*AIM OF THE EXERCISE*:
All records are to be reproduced verbatim, with images omitted.

________

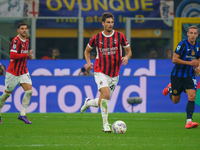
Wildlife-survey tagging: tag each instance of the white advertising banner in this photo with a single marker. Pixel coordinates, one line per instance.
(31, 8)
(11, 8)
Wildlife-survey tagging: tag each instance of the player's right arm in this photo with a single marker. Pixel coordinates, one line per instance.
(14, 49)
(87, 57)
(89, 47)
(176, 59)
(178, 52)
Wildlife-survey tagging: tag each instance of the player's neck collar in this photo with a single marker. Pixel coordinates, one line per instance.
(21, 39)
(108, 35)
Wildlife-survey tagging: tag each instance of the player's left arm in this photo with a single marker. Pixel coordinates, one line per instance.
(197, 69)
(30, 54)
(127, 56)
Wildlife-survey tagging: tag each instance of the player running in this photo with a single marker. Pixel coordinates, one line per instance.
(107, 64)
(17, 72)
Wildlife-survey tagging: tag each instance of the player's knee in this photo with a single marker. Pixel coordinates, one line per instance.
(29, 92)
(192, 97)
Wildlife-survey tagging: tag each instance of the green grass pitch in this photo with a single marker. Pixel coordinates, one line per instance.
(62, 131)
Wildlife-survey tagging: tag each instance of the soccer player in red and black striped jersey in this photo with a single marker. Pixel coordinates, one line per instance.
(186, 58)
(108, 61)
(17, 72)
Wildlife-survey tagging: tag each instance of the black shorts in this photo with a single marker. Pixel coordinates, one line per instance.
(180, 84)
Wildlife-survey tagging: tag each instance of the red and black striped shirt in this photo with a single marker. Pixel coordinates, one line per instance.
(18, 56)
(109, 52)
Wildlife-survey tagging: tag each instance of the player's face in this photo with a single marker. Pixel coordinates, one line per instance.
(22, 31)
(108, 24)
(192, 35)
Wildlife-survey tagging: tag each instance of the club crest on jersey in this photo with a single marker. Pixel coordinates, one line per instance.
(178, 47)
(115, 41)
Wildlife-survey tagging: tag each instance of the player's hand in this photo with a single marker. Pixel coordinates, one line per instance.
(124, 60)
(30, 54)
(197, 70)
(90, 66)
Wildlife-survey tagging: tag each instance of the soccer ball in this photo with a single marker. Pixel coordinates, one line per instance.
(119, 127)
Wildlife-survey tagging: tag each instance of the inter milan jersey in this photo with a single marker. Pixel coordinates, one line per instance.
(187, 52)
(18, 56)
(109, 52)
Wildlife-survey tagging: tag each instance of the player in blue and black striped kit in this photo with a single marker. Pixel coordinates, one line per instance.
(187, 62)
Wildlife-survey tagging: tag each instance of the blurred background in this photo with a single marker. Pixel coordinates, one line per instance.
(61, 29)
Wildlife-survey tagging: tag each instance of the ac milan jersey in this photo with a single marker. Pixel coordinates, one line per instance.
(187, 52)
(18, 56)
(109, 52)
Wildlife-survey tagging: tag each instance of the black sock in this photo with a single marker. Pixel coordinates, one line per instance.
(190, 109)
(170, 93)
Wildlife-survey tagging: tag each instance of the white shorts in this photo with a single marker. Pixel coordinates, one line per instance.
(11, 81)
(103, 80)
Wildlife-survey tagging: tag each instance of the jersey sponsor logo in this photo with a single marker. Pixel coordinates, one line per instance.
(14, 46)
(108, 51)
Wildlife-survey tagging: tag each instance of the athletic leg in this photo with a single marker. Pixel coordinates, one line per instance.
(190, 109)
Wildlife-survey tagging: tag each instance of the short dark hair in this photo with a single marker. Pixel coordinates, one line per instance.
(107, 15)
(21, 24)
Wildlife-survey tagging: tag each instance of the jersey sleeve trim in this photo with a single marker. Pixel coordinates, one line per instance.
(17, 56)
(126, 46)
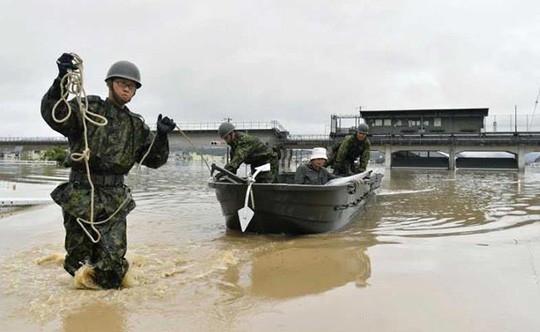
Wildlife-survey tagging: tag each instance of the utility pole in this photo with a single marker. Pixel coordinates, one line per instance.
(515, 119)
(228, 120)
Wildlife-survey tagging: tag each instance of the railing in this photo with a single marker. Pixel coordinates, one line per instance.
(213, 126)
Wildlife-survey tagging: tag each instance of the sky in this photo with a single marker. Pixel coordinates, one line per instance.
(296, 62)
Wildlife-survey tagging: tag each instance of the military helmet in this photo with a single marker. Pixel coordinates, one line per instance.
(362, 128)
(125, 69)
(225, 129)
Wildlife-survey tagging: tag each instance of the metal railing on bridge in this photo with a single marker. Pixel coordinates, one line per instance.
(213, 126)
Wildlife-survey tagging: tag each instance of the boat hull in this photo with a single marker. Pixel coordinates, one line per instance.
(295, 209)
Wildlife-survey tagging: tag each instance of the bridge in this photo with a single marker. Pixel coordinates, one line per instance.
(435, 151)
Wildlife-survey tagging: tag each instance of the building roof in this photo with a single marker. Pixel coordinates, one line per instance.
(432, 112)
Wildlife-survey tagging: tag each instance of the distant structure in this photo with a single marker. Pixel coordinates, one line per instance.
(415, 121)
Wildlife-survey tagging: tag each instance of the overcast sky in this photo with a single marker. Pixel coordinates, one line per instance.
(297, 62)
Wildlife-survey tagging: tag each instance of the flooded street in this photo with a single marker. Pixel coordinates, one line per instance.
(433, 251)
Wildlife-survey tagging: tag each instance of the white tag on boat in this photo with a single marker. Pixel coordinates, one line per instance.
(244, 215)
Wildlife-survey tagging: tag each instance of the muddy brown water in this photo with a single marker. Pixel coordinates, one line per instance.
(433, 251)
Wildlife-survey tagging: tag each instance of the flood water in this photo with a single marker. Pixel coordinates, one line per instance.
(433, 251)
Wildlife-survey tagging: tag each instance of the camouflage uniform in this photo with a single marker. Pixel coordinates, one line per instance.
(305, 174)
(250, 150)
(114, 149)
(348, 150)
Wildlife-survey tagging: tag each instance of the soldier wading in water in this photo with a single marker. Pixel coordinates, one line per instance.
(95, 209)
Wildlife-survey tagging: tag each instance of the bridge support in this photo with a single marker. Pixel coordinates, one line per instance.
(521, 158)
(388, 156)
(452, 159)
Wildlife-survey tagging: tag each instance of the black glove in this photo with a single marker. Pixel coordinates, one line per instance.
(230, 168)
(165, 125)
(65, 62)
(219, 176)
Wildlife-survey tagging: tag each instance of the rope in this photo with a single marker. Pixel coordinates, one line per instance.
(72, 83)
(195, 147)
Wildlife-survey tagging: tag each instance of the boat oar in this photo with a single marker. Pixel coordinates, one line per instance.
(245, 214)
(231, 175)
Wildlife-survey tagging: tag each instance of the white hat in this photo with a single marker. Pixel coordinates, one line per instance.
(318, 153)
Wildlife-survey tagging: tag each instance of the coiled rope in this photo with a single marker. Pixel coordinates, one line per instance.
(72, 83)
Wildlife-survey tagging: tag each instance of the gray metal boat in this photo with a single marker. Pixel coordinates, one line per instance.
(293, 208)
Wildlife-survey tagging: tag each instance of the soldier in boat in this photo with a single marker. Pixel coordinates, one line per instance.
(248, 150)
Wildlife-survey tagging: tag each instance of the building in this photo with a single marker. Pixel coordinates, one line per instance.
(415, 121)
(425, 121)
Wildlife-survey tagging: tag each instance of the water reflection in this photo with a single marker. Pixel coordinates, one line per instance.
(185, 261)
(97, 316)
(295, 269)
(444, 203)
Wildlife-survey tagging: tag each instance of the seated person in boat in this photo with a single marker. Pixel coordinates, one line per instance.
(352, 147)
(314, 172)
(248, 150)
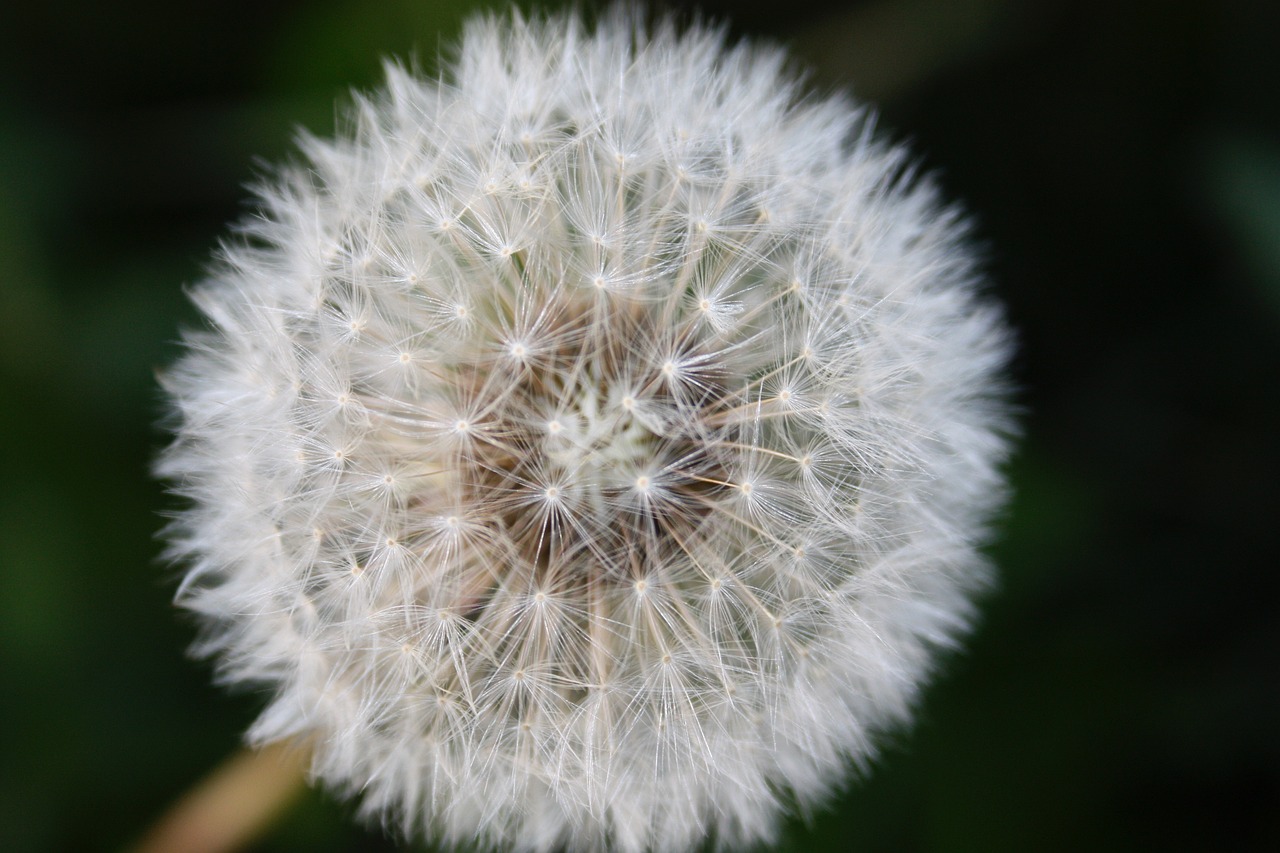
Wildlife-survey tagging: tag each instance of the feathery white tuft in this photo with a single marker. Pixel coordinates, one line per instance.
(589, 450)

________

*WRITTEN ANSWER*:
Wildlife-survey tagging: tag each instance of the white advertising banner in this photo with a single marker. Pixel coordinates, one line per instance.
(31, 8)
(11, 8)
Wildlife-survey tagging: tag each instance of the player's right arm in this photo with a single marker. Pixel coordinates, one line per instance.
(14, 49)
(87, 57)
(89, 47)
(176, 59)
(178, 52)
Wildlife-survey tagging: tag each instance of the player's neck collar in this photo with a single marker. Pixel coordinates, one line per instance.
(21, 39)
(108, 35)
Wildlife-survey tagging: tag each instance of the player's left arm in this photo with a single marker. Pixel coordinates, one line per instance.
(197, 69)
(30, 54)
(127, 56)
Wildlife-survey tagging: tag each instance of the player running in this photo with a single marker. Pixel coordinates, one line per instance.
(107, 64)
(17, 72)
Wildlife-survey tagging: tag each instance of the player's knee in this photo with a single marker. Pixel coordinates, one line per instance.
(29, 92)
(192, 97)
Wildlife-survey tagging: tag each instance of the green grass pitch in this photo with a single marker. Pixel coordinates, one line per instance.
(62, 131)
Wildlife-survey tagging: tag each instance of the soccer player in red and black striped jersey in this photo with a single marker. Pixel coordinates, one line per instance.
(186, 58)
(108, 61)
(17, 72)
Wildlife-survey tagging: tag each instance of the black shorts in this photo with a single marker. Pixel coordinates, one line per instance.
(180, 84)
Wildlife-survey tagging: tag each instance of the red and black striped shirt in this photo with a single marker. Pixel coordinates, one line per instance.
(18, 56)
(109, 52)
Wildlife-survey tagging: tag each instance of the player's face in this photo with a single marker. Pixel coordinates, one line per instance.
(22, 31)
(108, 24)
(192, 35)
Wildlife-survey tagging: tag each instance of the club crest on jersey in this photo with a single marker. Pixel coordinates, one line per instance.
(178, 47)
(115, 41)
Wildlife-survey tagging: tag each instance of the player's hand in this photo with a single marker. Pixel coordinates, one line per instance.
(124, 60)
(30, 54)
(197, 70)
(90, 66)
Wildlife-survey tagging: tag each instance of the soccer ball in this photo with a single marker. Pixel coordinates, one line per instance.
(119, 127)
Wildlife-survey tagging: tag each instance of the inter milan jersey in this photo with a single marker. Pixel coordinates, one line per instance.
(187, 52)
(18, 56)
(109, 52)
Wildlife-survey tagging: tag each instance of the player in blue and black striped kit in this photo with a single marker. Pixel coordinates, one line per instance.
(187, 62)
Wildlife-survey tagging: tag each instance of the blurred background in this photo with a single marker. Pixel coordinates, one line per instance.
(61, 29)
Wildlife-survey tagging: tag each instance of the ac milan jersey in this photo with a single marker. Pixel coordinates, one line per instance.
(187, 52)
(18, 56)
(109, 52)
Wildlife-survey tagging: tag each instance of the black sock in this photo with a single marker. Pixel coordinates, one line per instance.
(190, 109)
(170, 93)
Wildlife-survey tagging: tag each instance of the white shorts in this photo with a single marker. Pixel coordinates, one line per instance.
(11, 81)
(103, 80)
Wildlife-survey tagging: tag each instance of the jersey sponsor logo in this photo with a single marker. Pixel coordinates, one line per instance.
(14, 46)
(108, 51)
Wildlife-survey tagging: tag each instance of the athletic leg in this photo with a single marker. Pixel coordinates, one line per instance.
(190, 109)
Wildlife-survey tagging: tag each instance of the short dark hair in this photo with a single marker. Pixel coordinates, one line per instance.
(107, 15)
(21, 24)
Wildlife-survey tagging: tag each instance of the jersey sleeve trim in this photo with a single marker. Pixel coordinates, one line per instance.
(17, 56)
(126, 46)
Wildlife-survey tagging: tag each instance of the utility pole in this photo with a single marker. Pixel coordinates, one line per instance.
(515, 119)
(228, 120)
Wildlife-survey tagging: tag each instance of the railing in this photo with a single marker. Pixel coordinates, one line per instance.
(213, 126)
Wildlife-survey tagging: tag each instance of the sky in this photo with a single marker. Pixel coordinates, one line per instance.
(296, 62)
Wildlife-survey tagging: tag each instance of the military helmet in this photo with a single marker. Pixel coordinates, one line per instance.
(362, 128)
(125, 69)
(225, 129)
Wildlife-survey tagging: tag each instance of the metal railing on bridge in this photo with a single marker. Pixel coordinates, one line per instance.
(213, 126)
Wildlife-survey tagging: tag each instance of the boat hull in this photo with a single marker. Pixel coordinates, one line per instance.
(295, 209)
Wildlife-survey tagging: tag each instance of the bridge in this photo with a single marker. Pixel coordinates, one line per instance.
(435, 151)
Wildlife-survey tagging: tag each instance of the building roof in this photo with a single marker. Pixel coordinates, one line per instance.
(432, 112)
Wildlife-survey tagging: tag each instance of the distant structure in this photo with a single marker. Pixel coordinates, one line per instance.
(415, 121)
Wildlife-survey tagging: tag each instance of the overcast sky in this photo with a single marker. Pixel coordinates, one line per instance.
(297, 62)
Wildlife-survey tagging: tag each instance of the flooded street in this photo with a single marker. Pixel coordinates, one line per instance.
(433, 251)
Wildlife-survey tagging: tag each instance of the white tag on boat in this photo with a single marker. Pixel coordinates, one line per instance.
(244, 215)
Wildlife-survey tagging: tag each instance of the muddy brown water in this photo with a single marker. Pixel coordinates, one line per instance.
(433, 251)
Wildlife-survey tagging: tag each instance of the flood water in this photo with a single marker. Pixel coordinates, one line per instance.
(433, 251)
Wildlife-survey tagging: tag each instance of the camouflage uniform in this photo with a single marker. Pixel coordinates, one line per instance.
(305, 174)
(250, 150)
(114, 149)
(348, 150)
Wildlife-survey tagging: tag each instance of the soldier wading in water in this photo with a single marker. Pixel coordinates, one line per instance.
(95, 209)
Wildlife-survey tagging: tag each instance of the bridge support in this photo with a single marker. Pixel coordinates, one line per instance.
(521, 158)
(388, 156)
(452, 159)
Wildlife-survey tagging: tag each instance of the black glove in this photo with a single marker. Pixel coordinates, one line per instance.
(230, 168)
(165, 125)
(65, 62)
(219, 176)
Wildlife-survey tagging: tag each instance of the rope in this photo with a single marker. Pixel coordinates, one line per instance.
(72, 83)
(195, 147)
Wildlife-survey tagging: tag each instance of the boat oar in this photo with a single marker. Pixel coordinates, one line per instance.
(245, 214)
(231, 175)
Wildlife-survey tagging: tag each instance of the white hat in this photo with a single marker. Pixel coordinates, one line per instance.
(318, 153)
Wildlife-survey tagging: tag each instance of the coiled rope in this photo with a single marker. Pixel coordinates, one line per instance.
(72, 83)
Wildlife-survey tagging: tag each instance of the gray metal boat in this photo with a single marker. Pixel coordinates, one line per instance.
(293, 208)
Wildlife-survey tagging: tag each instance of the soldier in boat in this photo with a single marker. Pixel coordinates, one line per instance.
(248, 150)
Wildlife-survey tagging: tag each instance of the building in this photo with a single marker. Pixel coordinates, one line per instance.
(415, 121)
(425, 121)
Wildlife-survey tagging: tag each instance of the water reflection in this photo with a single marker. Pixel coordinates, one line per instance.
(185, 261)
(97, 316)
(295, 269)
(444, 203)
Wildlife-survey tagging: tag each instance of the seated person in boat in this photo with a single marker. Pixel coordinates, one line per instance.
(352, 147)
(314, 172)
(248, 150)
Wildlife-survey tagging: tag each instance of the feathery white tuft in this photo with a single marker. Pixel coordinates, one line per instance.
(589, 450)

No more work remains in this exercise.